## Aim of the task
Word for word, transcribe the data below from the line with "Target: oat pancake" to the line with "Target: golden brown pancake", keeping both of those lines.

## Material shown

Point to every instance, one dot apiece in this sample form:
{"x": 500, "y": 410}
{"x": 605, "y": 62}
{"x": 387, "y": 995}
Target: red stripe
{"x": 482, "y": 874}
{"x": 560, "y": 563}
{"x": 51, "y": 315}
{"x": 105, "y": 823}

==

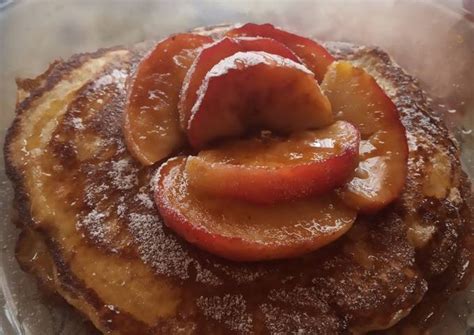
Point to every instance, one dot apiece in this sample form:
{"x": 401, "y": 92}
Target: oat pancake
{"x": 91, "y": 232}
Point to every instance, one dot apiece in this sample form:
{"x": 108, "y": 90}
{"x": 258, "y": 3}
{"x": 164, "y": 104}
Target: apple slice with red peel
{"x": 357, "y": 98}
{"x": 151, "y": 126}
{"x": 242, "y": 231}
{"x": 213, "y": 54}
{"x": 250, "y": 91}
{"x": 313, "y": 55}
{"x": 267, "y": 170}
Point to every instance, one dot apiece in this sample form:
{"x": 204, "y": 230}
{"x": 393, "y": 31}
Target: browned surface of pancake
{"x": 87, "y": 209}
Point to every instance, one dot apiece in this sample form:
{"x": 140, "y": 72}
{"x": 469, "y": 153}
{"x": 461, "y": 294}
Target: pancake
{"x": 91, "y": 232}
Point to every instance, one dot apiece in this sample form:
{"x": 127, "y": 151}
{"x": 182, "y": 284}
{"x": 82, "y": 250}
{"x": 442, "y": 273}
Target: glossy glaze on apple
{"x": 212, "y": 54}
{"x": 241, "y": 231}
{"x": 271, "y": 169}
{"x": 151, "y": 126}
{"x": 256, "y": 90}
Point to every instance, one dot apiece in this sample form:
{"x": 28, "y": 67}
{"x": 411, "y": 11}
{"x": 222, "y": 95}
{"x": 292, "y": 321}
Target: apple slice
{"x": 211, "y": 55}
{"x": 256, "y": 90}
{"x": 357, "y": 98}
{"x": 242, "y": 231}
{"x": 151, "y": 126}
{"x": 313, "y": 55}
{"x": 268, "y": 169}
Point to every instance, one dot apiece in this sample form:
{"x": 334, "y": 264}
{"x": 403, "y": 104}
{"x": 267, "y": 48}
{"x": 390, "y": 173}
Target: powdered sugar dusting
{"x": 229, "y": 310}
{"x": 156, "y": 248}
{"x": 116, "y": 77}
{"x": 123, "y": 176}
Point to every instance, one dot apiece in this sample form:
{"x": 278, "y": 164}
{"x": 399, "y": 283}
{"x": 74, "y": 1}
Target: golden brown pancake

==

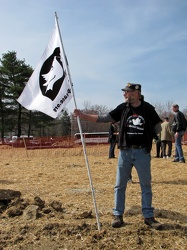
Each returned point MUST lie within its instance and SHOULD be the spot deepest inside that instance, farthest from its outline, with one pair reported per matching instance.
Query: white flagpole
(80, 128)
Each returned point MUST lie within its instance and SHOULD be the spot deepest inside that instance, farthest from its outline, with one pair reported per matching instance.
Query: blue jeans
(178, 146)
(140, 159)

## Written solution
Target: oat pancake
{"x": 91, "y": 232}
Point to every instance, one dot apiece in this sample form:
{"x": 108, "y": 90}
{"x": 258, "y": 3}
{"x": 164, "y": 104}
Target: apple slice with red peel
{"x": 357, "y": 98}
{"x": 151, "y": 126}
{"x": 242, "y": 231}
{"x": 213, "y": 54}
{"x": 250, "y": 91}
{"x": 313, "y": 55}
{"x": 267, "y": 170}
Point to every instance, one dot apiece in this sample form:
{"x": 204, "y": 230}
{"x": 393, "y": 31}
Target: browned surface of pancake
{"x": 87, "y": 209}
Point to every instance, one dot apiece in this sample form:
{"x": 140, "y": 72}
{"x": 469, "y": 153}
{"x": 461, "y": 294}
Target: pancake
{"x": 91, "y": 232}
Point to every instance, one dot apiece in this sample form:
{"x": 127, "y": 151}
{"x": 182, "y": 284}
{"x": 82, "y": 250}
{"x": 442, "y": 273}
Target: glossy glaze on apple
{"x": 212, "y": 54}
{"x": 241, "y": 231}
{"x": 271, "y": 169}
{"x": 151, "y": 126}
{"x": 256, "y": 90}
Point to every instance, one dot apiece in this sample form:
{"x": 28, "y": 67}
{"x": 411, "y": 11}
{"x": 222, "y": 95}
{"x": 292, "y": 321}
Target: apple slice
{"x": 211, "y": 55}
{"x": 256, "y": 90}
{"x": 357, "y": 98}
{"x": 242, "y": 231}
{"x": 151, "y": 126}
{"x": 313, "y": 55}
{"x": 268, "y": 169}
Point to every instance, one dot apiece in this sample form:
{"x": 334, "y": 264}
{"x": 403, "y": 104}
{"x": 267, "y": 48}
{"x": 390, "y": 173}
Target: powdered sugar dusting
{"x": 229, "y": 310}
{"x": 156, "y": 248}
{"x": 116, "y": 77}
{"x": 123, "y": 176}
Point to every instance, one dot apiece in this sample form:
{"x": 278, "y": 164}
{"x": 399, "y": 283}
{"x": 74, "y": 1}
Target: golden brown pancake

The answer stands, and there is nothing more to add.